[Collected data]
::::::::::
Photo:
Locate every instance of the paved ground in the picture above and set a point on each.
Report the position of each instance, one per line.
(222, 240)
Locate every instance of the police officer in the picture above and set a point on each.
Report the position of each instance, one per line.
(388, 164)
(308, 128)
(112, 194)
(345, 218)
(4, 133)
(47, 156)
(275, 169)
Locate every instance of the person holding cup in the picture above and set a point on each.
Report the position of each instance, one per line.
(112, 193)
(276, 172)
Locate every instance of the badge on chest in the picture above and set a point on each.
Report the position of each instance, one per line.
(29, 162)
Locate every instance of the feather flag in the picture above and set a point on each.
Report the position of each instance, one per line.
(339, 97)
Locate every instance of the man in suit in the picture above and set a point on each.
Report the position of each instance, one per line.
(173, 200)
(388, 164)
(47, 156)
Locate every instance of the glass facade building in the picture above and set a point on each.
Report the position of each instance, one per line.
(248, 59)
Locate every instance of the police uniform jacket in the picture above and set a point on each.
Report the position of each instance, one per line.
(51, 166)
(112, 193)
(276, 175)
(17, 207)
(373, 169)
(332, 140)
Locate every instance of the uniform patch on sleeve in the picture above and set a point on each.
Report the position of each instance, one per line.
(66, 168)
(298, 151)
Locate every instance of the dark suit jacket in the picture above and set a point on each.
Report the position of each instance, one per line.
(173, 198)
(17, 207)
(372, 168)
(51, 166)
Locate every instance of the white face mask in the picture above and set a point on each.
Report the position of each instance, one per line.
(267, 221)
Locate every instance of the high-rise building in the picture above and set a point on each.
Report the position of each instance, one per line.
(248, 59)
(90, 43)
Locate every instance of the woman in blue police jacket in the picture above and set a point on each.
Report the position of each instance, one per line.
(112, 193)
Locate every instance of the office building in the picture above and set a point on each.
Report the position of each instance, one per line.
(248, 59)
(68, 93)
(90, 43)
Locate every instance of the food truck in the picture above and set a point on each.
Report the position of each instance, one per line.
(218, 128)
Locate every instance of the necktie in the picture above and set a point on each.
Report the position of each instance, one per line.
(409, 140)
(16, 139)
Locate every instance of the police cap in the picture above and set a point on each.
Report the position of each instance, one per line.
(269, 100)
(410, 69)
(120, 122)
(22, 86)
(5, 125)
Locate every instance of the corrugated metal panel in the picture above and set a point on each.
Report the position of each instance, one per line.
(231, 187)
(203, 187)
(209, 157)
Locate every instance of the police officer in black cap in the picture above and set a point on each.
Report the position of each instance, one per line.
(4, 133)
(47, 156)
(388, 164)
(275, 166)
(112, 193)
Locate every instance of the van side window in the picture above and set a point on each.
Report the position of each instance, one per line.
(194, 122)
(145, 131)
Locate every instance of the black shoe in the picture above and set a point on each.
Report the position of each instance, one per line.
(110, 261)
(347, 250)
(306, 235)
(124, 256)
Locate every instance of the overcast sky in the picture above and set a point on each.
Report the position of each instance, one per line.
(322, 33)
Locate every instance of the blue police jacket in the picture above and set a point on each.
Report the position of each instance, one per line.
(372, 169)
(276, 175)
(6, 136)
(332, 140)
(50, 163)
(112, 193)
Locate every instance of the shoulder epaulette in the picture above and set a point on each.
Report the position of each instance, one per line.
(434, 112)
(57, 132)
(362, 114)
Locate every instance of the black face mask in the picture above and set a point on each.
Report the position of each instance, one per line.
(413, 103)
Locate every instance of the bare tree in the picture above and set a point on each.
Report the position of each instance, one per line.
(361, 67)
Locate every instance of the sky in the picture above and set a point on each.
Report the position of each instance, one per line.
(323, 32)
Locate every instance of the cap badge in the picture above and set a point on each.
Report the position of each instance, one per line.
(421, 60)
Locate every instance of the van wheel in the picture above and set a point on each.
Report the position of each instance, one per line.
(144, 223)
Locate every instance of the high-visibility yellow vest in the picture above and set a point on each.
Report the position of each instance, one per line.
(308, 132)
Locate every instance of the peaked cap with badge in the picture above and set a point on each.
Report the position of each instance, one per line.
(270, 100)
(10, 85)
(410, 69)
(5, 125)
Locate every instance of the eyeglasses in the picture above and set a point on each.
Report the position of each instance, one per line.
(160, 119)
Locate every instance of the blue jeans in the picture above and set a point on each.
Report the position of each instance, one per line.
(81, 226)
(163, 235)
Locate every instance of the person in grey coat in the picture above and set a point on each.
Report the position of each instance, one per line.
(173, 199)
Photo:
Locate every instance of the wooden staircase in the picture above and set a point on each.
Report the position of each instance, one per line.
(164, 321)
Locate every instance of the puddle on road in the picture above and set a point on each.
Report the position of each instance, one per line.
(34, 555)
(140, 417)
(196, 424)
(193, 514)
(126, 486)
::::::::::
Copy every line of the entries above word for word.

Photo:
Locate every instance of the paved ground in the picture above and set a point on each.
Report the position of each instance, one per line.
(222, 240)
Locate every instance of the police officer in the picture above and set a point on each.
Report the position of each instance, one per line.
(388, 164)
(308, 128)
(112, 194)
(345, 218)
(4, 133)
(47, 156)
(275, 169)
Locate every instance of the person holding cup in the picture above and set a point on each.
Report the position of each instance, one per line.
(112, 193)
(276, 172)
Locate every instance of the badge on chest in the picture above and set a point on each.
Report the position of each instance, one per line.
(29, 162)
Locate every instance of the feather flag in the picture above and set a point on each.
Report the position of each instance, one per line.
(339, 97)
Locate every instance of the man in suit in the picture above and set a point on each.
Report the position of each instance, one per line.
(173, 200)
(388, 164)
(47, 156)
Locate every instance of the glass facade building in the picture above and set a point on each.
Report the position of each instance, one per line.
(248, 59)
Locate every instance of the police uniform jacket in the picture above and set a point on each.
Report the position of each instance, one per line.
(51, 166)
(112, 193)
(276, 175)
(17, 207)
(373, 169)
(332, 140)
Locate every instance of the uniform patch on sleeve in the picture above and set a point on each.
Report the position of each instance, one per line.
(66, 168)
(298, 151)
Locate every instance of the dark suit jacket in the picture above and set a point on each.
Report the position of each instance, one per line.
(173, 198)
(17, 207)
(372, 168)
(51, 166)
Locate every instance of the white face mask in the picture above and set a point on each.
Report the position of each instance, one per line.
(267, 221)
Locate every instance of the high-rise building in the picture above and set a point on each.
Report the position of each instance, one per line.
(248, 59)
(90, 43)
Locate every instance of the woman in blue police jacket in the picture above and set a point on each.
Report the position of each instance, one per line.
(112, 193)
Locate every instance of the office building in the picture above and set a point on each.
Report the position of each instance, one per line.
(248, 59)
(68, 93)
(90, 43)
Locate every instance of the food truck in the picture above and set a point on each.
Report the position of each instance, one per line.
(218, 128)
Locate every instance of the necktie in the picture above and set a point on each.
Report the position of each instance, one per line.
(409, 140)
(16, 139)
Locate every instance of the police cap in the picture above and set a point on each.
Report the position of each instance, one per line.
(269, 100)
(410, 69)
(120, 122)
(22, 86)
(5, 125)
Locate every instance of the corrugated metal panel in the picture above and set a point on each.
Report the position of each instance, one per line.
(231, 187)
(203, 187)
(209, 157)
Locate every instance of the police officer in black cap in the picture above and set a point on each.
Report the position of each instance, one per line.
(4, 133)
(47, 156)
(388, 164)
(275, 166)
(112, 193)
Locate every instance of the van side window in the picture above and set a point on each.
Report the position of each instance, one per line.
(194, 122)
(145, 131)
Locate every instance of the black shoe in the picture above and set a point on each.
Report the position of each instance, one per line.
(110, 261)
(347, 250)
(306, 235)
(124, 256)
Locate every instance of the overcast sky in the picture above and set a point on each.
Report the position of each instance, one per line.
(322, 33)
Locate every instance of the blue police jacket in the picture above and set a point on each.
Report the position of each instance, one per line.
(372, 169)
(276, 175)
(6, 136)
(332, 140)
(50, 163)
(112, 193)
Locate every instance of the shoulder epaulette in the picture above and set a point on each.
Report the position of each instance, one per line.
(434, 112)
(57, 132)
(362, 114)
Locate every instance of the black face mask in the picture above and set a point on each.
Report the position of each instance, one per line.
(413, 103)
Locate every instance of the bare tree in the picture above and set a point on each.
Report the position of each instance, one per line.
(361, 67)
Locate every instance of the sky in the picture above and set a point on each.
Report the position of each instance, one per line.
(323, 32)
Locate every instance of the cap badge in the picture above and set a point on each.
Report the position of each instance, one per line.
(421, 60)
Locate every instance of the van wheel in the picture above and set a point on each.
Report the position of each instance, one per line.
(144, 223)
Locate every instance of the high-visibility yellow vest in the picture above and set a point on each.
Report the position of each instance, one per line.
(308, 132)
Locate every instance of the peaked cap with badge in the picture above and set a point on each.
Report the position of each instance, one per line.
(270, 100)
(10, 85)
(410, 69)
(5, 125)
Locate every instance of the eyeglasses in the picture above and set a point on each.
Report the position of each instance, one per line.
(160, 119)
Locate every instance of the blue jeans in the picture above and set a point on each.
Report the position of each instance, one per line.
(81, 226)
(163, 235)
Locate every instance of the person in grey coat in the picture above and set a point on each.
Report the position of each instance, one per line.
(173, 199)
Photo:
Locate every instance of the wooden staircase in the picture above and set a point on each.
Report the position of each instance, one per line.
(164, 321)
Locate every instance of the puddle on road in the picture above and set a point on each.
Report the position of each instance, one per line.
(34, 555)
(140, 417)
(196, 424)
(193, 514)
(126, 486)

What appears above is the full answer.